- [Your instructions]
Express the rows below as a Markdown table with the columns No. and Line, numbering each line and leaving out blank lines. Keep the picture out of the table.

- [Records for this exercise]

★ ★ ★ ★ ★

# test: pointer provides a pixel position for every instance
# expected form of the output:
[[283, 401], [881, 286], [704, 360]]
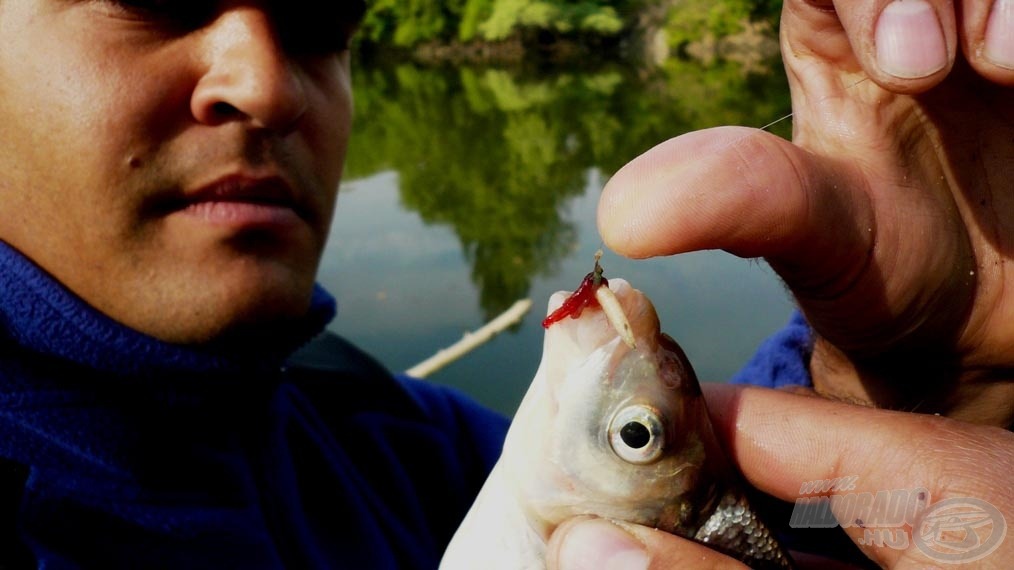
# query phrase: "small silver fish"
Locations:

★ ★ ★ ★ ★

- [Finished task]
| No. | Line |
|---|---|
| 1 | # test: pointer provides a pixel position for every instance |
| 2 | # expected form of the output: |
| 3 | [[283, 401], [881, 286], [704, 360]] |
| 4 | # query phrase: "small silver fish" |
| 5 | Locations: |